EXERCISE DIRECTIONS →
Your task is to print every entry below exactly as given.

Referring expression pointing data:
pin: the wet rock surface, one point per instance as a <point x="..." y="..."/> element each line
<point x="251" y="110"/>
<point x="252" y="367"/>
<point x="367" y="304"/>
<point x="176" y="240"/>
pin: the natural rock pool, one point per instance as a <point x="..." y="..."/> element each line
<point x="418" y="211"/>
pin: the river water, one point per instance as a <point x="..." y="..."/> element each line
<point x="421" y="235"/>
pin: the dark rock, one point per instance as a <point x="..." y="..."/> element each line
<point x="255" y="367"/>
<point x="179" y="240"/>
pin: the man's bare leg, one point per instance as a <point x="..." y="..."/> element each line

WRITTEN RESPONSE →
pin: the wet rock surface, one point per instance as a <point x="..." y="..."/> element each line
<point x="251" y="110"/>
<point x="252" y="367"/>
<point x="367" y="304"/>
<point x="176" y="240"/>
pin: the natural rock pool, one point per instance as a <point x="..." y="..."/> element each line
<point x="418" y="211"/>
pin: the river water, one point per instance as a <point x="..." y="..."/> element each line
<point x="421" y="235"/>
pin: the dark rock, one point per instance as a <point x="..." y="..."/> element each line
<point x="255" y="367"/>
<point x="179" y="240"/>
pin: the man's bare leg, one point per instance as a <point x="..." y="..."/> element each line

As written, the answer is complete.